Exercise –
Convert the stretch from the line containing "Note: point to every instance of the white" through the end of the listing into a numbered list, leaving out any blank lines.
───── Data to use
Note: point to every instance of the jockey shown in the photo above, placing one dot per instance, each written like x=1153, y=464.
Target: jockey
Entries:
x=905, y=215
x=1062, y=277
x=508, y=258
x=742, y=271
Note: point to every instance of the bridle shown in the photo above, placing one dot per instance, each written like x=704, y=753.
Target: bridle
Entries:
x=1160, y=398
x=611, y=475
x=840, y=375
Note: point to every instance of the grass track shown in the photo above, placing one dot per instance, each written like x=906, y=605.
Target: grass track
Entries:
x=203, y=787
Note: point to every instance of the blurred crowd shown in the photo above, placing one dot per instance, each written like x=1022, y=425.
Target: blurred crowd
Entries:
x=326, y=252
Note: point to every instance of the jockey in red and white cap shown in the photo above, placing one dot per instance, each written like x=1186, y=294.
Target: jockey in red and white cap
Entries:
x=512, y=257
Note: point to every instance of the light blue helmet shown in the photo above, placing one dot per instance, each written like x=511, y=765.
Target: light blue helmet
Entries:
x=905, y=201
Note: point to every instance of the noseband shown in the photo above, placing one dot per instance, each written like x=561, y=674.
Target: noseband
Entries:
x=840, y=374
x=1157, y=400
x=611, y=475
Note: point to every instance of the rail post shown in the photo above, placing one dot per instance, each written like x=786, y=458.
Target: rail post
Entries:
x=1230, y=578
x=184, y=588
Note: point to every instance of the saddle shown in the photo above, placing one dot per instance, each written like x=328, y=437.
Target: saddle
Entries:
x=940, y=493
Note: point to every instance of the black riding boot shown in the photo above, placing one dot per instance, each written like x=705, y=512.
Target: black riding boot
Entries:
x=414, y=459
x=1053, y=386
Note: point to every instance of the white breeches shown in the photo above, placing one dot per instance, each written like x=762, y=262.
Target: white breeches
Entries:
──────────
Expected answer –
1. Note: point to every instance of the white breeches shown in the photo above, placing one dot per instance, each written like x=762, y=262.
2. Target: white breeches
3. Entries:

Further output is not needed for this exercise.